Top of Information provided
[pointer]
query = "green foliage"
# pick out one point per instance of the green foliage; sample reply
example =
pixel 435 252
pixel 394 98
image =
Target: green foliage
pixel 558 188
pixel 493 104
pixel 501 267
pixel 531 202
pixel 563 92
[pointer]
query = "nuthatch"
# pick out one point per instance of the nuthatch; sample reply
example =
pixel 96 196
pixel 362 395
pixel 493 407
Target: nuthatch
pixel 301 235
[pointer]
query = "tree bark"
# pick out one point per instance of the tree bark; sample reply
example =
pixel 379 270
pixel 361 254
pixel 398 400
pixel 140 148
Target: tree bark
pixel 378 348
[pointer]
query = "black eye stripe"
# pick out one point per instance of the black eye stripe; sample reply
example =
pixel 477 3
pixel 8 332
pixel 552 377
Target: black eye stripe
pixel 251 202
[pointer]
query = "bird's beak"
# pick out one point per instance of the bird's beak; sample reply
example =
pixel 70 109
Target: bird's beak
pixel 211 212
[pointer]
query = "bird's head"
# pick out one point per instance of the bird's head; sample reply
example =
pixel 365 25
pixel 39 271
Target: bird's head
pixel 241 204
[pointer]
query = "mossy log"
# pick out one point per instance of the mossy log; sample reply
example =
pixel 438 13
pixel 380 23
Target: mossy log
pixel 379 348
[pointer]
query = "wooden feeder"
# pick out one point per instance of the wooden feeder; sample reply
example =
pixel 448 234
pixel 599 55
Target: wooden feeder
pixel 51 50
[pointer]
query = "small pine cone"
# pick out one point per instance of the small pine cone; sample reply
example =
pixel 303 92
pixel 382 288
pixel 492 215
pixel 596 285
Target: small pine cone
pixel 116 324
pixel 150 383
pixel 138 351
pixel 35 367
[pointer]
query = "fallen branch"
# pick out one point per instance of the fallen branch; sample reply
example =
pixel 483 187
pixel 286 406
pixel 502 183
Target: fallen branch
Bottom of Information provided
__Exercise details__
Scan the material above. Extract every line in which the word "branch" occurs.

__Output below__
query = "fallen branch"
# pick out one point per instance of the fallen branch; sample reply
Target: fallen branch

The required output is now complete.